:: EXERCISE BRIEF ::
Transcribe precisely those lines of the listing that fall between the line containing "[tag] shopfront: a pin per instance" and the last line, inclusive of both.

====================

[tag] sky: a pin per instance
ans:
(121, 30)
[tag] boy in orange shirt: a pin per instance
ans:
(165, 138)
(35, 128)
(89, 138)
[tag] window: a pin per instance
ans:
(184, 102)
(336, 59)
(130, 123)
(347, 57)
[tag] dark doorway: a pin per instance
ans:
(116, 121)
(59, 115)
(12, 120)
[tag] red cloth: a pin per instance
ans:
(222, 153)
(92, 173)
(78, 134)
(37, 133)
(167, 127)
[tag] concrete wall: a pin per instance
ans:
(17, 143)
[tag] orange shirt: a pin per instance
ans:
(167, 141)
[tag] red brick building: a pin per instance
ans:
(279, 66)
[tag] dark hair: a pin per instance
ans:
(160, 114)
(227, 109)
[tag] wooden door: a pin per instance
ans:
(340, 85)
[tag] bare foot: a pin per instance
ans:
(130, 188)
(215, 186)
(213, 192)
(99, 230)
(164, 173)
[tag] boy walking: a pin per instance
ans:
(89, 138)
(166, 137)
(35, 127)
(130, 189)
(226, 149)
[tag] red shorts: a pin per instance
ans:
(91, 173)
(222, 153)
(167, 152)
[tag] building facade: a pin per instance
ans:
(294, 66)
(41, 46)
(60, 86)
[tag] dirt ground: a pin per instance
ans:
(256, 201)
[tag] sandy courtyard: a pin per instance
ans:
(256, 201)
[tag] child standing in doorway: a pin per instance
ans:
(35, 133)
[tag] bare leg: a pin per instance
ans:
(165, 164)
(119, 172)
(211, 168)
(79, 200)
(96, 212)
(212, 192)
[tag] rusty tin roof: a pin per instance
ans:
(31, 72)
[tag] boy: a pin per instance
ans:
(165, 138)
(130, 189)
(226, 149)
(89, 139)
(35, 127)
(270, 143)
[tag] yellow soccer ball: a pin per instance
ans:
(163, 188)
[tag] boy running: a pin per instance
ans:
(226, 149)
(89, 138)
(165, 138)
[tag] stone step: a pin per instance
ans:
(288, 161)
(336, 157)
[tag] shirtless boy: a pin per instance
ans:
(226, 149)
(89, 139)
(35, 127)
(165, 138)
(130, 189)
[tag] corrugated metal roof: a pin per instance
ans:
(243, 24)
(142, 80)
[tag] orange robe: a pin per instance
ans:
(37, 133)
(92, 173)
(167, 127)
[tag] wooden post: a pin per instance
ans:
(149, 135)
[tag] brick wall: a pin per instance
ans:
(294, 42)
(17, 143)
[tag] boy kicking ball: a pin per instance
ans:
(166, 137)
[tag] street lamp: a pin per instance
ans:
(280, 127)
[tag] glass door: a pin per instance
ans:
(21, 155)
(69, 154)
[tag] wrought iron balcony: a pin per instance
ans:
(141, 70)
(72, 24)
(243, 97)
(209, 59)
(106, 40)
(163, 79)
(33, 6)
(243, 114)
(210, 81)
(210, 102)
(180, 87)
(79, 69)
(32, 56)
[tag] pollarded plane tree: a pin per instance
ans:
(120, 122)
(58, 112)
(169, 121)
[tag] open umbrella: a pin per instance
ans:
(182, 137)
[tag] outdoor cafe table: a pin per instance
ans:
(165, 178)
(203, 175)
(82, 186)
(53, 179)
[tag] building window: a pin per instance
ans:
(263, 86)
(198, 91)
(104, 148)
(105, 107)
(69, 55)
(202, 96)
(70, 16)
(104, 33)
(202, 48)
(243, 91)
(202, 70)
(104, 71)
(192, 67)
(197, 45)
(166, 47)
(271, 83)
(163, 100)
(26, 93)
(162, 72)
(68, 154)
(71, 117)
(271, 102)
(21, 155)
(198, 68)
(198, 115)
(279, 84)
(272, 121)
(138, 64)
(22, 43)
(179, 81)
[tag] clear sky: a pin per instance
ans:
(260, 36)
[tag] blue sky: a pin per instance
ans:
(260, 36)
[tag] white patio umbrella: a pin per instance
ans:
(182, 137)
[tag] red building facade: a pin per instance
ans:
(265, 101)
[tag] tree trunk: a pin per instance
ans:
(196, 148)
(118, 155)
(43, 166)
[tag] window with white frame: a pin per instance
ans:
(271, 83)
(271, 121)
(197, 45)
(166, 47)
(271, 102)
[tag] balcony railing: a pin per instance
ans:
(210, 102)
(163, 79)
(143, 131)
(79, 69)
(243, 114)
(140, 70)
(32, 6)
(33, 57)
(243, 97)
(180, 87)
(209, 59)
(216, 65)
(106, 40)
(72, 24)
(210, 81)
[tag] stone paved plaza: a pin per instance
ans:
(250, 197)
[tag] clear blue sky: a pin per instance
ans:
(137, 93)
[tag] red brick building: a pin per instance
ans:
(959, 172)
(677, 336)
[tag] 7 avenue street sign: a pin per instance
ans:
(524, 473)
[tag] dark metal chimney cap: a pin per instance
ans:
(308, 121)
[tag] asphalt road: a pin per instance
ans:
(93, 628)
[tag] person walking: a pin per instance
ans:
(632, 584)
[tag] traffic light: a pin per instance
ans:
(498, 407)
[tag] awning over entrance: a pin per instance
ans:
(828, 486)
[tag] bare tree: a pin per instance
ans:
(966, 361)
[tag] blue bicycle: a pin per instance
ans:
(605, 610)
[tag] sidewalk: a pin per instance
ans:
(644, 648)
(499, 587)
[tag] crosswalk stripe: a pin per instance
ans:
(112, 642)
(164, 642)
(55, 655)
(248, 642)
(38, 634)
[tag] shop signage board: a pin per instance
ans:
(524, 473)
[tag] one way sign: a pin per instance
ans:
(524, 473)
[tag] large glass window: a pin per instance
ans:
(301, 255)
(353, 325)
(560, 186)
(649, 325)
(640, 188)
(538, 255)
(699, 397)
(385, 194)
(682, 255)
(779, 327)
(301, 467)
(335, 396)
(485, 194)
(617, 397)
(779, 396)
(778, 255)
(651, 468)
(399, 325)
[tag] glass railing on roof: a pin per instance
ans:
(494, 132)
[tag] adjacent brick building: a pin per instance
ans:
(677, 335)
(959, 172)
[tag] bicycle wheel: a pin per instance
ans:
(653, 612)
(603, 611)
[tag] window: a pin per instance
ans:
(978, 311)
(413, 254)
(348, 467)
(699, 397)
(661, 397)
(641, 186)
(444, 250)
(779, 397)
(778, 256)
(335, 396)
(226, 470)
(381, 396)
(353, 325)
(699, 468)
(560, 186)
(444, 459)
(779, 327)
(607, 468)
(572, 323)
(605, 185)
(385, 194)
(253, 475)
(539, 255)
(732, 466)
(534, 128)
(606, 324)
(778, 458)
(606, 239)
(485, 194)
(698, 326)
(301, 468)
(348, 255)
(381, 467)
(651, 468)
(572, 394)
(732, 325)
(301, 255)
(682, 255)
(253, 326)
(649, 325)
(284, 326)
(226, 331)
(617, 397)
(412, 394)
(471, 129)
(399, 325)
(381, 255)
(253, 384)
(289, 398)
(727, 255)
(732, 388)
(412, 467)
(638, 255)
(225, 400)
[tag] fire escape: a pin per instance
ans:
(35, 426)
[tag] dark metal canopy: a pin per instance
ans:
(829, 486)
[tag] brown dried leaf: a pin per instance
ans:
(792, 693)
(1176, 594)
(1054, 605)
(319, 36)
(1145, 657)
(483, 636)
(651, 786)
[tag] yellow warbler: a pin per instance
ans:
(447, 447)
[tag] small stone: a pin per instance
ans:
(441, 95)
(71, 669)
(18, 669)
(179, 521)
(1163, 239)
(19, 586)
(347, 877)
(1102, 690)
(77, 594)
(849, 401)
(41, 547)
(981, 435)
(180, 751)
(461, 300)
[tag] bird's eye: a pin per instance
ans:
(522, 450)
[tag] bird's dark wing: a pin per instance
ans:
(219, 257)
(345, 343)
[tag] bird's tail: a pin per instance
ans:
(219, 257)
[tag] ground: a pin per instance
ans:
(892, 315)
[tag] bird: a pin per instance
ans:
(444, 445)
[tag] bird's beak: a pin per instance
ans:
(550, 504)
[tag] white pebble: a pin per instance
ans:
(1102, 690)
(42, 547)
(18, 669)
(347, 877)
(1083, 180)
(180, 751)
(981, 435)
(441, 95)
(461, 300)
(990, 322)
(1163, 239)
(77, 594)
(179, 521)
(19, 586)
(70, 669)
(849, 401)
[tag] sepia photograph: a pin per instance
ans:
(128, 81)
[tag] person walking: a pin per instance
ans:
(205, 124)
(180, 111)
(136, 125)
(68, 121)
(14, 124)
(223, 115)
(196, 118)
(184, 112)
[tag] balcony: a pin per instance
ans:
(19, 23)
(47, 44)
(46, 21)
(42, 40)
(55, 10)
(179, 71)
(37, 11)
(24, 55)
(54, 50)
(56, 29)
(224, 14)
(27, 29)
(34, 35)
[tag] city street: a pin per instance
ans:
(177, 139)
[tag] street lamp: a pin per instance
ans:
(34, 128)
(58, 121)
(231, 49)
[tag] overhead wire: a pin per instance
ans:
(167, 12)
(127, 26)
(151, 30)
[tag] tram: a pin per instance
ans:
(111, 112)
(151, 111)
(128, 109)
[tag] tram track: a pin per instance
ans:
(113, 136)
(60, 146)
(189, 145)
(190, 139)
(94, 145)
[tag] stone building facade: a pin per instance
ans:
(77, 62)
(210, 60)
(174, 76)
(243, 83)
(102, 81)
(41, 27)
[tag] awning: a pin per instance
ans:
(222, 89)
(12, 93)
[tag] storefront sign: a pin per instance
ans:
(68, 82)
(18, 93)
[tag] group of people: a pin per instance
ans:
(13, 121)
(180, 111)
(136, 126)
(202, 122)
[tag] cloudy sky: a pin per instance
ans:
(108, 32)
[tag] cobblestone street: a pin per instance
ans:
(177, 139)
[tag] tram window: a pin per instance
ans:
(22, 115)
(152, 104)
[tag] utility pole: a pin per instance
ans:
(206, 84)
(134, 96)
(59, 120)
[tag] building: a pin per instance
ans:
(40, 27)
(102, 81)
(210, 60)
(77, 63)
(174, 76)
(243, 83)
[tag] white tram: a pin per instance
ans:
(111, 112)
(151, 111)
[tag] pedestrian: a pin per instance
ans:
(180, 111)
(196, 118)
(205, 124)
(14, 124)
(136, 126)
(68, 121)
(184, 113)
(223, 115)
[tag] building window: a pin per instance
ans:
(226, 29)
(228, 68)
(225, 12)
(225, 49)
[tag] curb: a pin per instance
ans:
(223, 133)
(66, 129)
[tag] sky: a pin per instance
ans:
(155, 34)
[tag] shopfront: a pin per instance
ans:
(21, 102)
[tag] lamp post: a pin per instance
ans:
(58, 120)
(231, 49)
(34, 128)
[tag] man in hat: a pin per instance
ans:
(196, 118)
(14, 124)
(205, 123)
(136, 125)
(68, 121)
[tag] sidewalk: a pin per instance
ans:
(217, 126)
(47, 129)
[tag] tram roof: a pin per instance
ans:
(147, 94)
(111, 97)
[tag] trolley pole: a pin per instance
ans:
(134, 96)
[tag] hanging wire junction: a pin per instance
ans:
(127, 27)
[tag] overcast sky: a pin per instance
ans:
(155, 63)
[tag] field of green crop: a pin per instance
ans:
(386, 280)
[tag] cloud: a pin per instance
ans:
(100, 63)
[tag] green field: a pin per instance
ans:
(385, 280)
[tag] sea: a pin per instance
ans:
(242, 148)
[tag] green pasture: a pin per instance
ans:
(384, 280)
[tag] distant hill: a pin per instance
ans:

====================

:: SOLUTION ::
[tag] shopfront: a pin per instance
ans:
(21, 102)
[tag] lamp post: a pin per instance
ans:
(58, 120)
(231, 49)
(34, 128)
[tag] man in hat: a pin per instance
ans:
(196, 118)
(14, 124)
(205, 123)
(136, 125)
(68, 121)
[tag] sidewalk: a pin per instance
ans:
(217, 126)
(47, 129)
[tag] tram roof: a pin per instance
ans:
(147, 94)
(111, 97)
[tag] trolley pole: a pin per instance
ans:
(134, 96)
[tag] hanging wire junction: a pin per instance
ans:
(127, 27)
[tag] overcast sky: a pin per instance
ans:
(155, 63)
[tag] field of green crop: a pin per instance
ans:
(386, 280)
[tag] cloud: a pin per instance
ans:
(100, 63)
[tag] green field: a pin per instance
ans:
(385, 280)
[tag] sea: a pin per instance
ans:
(242, 148)
[tag] green pasture: a pin per instance
ans:
(384, 280)
[tag] distant hill: a pin per instance
ans:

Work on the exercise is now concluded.